== Directions for this task ==
Write out all the lines again, precisely as they stand, but without the images.

== Given records ==
☆ ☆ ☆ ☆ ☆
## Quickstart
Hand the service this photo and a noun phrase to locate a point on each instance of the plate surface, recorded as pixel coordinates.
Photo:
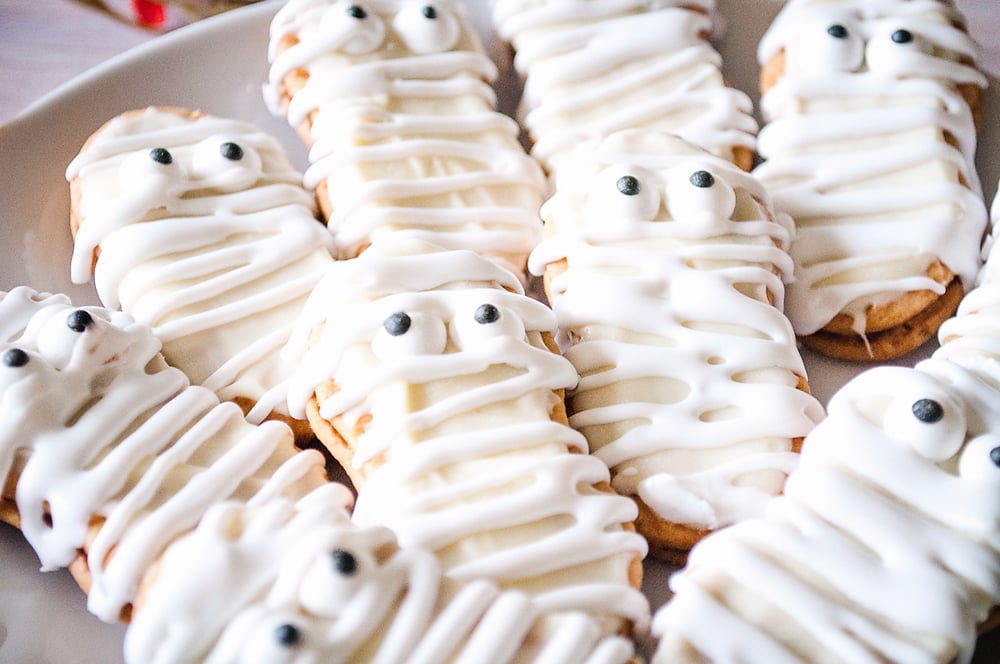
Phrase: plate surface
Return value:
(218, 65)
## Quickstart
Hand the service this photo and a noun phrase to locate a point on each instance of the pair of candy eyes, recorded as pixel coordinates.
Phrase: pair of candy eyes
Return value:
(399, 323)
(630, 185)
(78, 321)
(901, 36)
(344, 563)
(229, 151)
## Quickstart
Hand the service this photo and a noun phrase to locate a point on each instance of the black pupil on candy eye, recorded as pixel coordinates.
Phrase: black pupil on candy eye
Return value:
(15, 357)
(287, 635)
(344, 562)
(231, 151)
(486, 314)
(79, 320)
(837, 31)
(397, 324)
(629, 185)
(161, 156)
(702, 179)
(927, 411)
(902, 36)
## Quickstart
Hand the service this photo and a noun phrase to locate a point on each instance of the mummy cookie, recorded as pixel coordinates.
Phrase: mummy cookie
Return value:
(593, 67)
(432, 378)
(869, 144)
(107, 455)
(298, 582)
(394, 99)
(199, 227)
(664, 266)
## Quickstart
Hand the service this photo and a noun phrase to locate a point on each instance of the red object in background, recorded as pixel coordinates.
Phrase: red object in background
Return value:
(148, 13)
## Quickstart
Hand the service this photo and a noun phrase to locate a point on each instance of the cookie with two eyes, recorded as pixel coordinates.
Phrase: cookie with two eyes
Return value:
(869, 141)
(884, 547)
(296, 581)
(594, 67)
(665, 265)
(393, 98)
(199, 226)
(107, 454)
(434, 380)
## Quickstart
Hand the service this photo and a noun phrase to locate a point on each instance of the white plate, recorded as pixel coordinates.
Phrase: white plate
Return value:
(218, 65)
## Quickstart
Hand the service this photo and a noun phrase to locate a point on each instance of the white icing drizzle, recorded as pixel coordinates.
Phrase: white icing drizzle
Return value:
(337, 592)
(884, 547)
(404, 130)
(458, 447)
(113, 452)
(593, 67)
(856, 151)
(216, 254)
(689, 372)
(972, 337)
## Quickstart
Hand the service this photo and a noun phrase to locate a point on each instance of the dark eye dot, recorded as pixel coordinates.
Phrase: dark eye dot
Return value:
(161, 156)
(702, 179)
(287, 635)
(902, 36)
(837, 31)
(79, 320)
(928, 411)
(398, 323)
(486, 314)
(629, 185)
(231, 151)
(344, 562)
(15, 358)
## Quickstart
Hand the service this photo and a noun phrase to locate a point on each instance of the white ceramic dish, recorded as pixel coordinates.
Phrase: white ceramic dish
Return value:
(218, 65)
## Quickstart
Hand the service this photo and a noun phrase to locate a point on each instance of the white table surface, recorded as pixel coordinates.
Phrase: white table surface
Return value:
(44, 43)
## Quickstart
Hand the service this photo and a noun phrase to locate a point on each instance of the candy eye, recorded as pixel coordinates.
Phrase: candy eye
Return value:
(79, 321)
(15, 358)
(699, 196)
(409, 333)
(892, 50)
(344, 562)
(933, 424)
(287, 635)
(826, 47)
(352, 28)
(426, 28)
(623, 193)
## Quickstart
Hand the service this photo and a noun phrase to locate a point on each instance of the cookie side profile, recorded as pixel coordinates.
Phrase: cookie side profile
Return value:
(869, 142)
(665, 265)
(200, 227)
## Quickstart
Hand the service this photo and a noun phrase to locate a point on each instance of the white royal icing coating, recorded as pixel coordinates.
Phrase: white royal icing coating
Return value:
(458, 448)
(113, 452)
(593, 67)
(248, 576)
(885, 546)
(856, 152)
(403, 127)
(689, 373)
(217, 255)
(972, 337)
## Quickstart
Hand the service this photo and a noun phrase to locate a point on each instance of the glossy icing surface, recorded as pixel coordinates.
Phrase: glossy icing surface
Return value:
☆ ☆ ☆ ☆ ☆
== Solution to this exercise ==
## Quickstart
Hand the service this photo and a noun phrase to locate a point on each instance of the plate surface, recorded as pixel coordinates.
Photo:
Phrase: plate surface
Return value:
(218, 65)
## Quickstart
Hand the service this photo and a noun phrase to locate a point on each instance of the pair of candy eyes, recorded as pixel coordinates.
Phrase: pair of candy eyes
Return value:
(399, 323)
(630, 185)
(78, 321)
(901, 36)
(344, 563)
(229, 151)
## Quickstart
Hand the service this photo and a noun phrase to locate a point on each instance of the black pupil on candy eye, recorded as pixel coordinates.
Phrase: black pupil on candy eye
Return value:
(15, 357)
(287, 635)
(344, 562)
(231, 151)
(486, 314)
(79, 320)
(837, 31)
(397, 324)
(629, 185)
(161, 156)
(702, 179)
(927, 411)
(902, 36)
## Quickstart
Hand the service this photo and a noun phrase to locate a point on each instance of the mummy cookie, recorded as pixel coordinates.
Phrase: mummy cookie
Return value:
(593, 67)
(432, 378)
(869, 144)
(107, 455)
(298, 582)
(394, 99)
(199, 227)
(664, 266)
## Quickstart
Hand the service this photo and a noun phrase to locate a point on each instance of the red object in background, recorded as pixel coordinates.
Phrase: red object in background
Return value:
(148, 13)
## Quickstart
Hand the service this photo and a noun phrase to locate a point on each instance of the cookie with two eyes, recorded as pixel coordinates.
Phrase: cookie with two eyes
Return value:
(869, 141)
(884, 547)
(296, 581)
(594, 67)
(665, 265)
(393, 98)
(199, 226)
(107, 454)
(434, 380)
## Quickstart
Hand the service this photo and a noun phrase to locate a point on each instance of the white plate, recorded as pixel coordinates.
Phrase: white plate
Return value:
(218, 65)
## Quickstart
Hand the service this photo and a noun phrase to locate a point on each instance of the white icing drizzle, recorded as pixel coordinates.
Phrase: white icing drizzle
Return value:
(337, 592)
(884, 547)
(404, 130)
(458, 447)
(113, 452)
(593, 67)
(856, 151)
(216, 254)
(689, 372)
(972, 337)
## Quickstart
Hand the service this photo and a noun phrase to locate a point on each instance of the dark eye dot, recorded as pixel coordinates.
Phrase: dark eye dot
Return value:
(161, 156)
(702, 179)
(287, 635)
(902, 36)
(837, 31)
(79, 320)
(928, 411)
(398, 323)
(486, 314)
(629, 185)
(231, 151)
(344, 562)
(15, 358)
## Quickstart
Hand the service this photo and a noun phrase to locate a point on each instance of the white ceramic dish, recorded as pixel coordinates.
Phrase: white ceramic dish
Return value:
(218, 65)
## Quickstart
Hand the service this photo and a noun phrase to locate a point on each instance of the white table surface, recorded as pixel coordinates.
Phrase: white table surface
Return value:
(44, 43)
## Quickstart
Hand the service this photo and a noun phrase to locate a point on each instance of the candy eye, recorded as pixel coordinates.
Phrase: candy eye
Return value:
(79, 321)
(15, 358)
(699, 196)
(409, 333)
(892, 50)
(344, 562)
(933, 424)
(287, 635)
(826, 47)
(352, 28)
(426, 28)
(623, 193)
## Quickstart
Hand the service this photo and a noun phrase to locate a point on each instance of the cookie side profile, recorded as pixel coordinates.
Phrase: cookie side profile
Return value:
(869, 142)
(665, 265)
(200, 227)
## Quickstart
Hand the service this photo and a noun phrase to locate a point on each instance of the white royal icing coating, recorded as pixel coordinates.
Phrase: white royal icing coating
Return value:
(458, 448)
(113, 452)
(593, 67)
(248, 576)
(885, 546)
(856, 152)
(403, 127)
(689, 373)
(217, 255)
(972, 337)
## Quickstart
Hand the service this photo and a noun phrase to locate a point on each instance of the glossy icing surface, recorded as pixel coordinates.
Phrase: glossy icing surface
Return value:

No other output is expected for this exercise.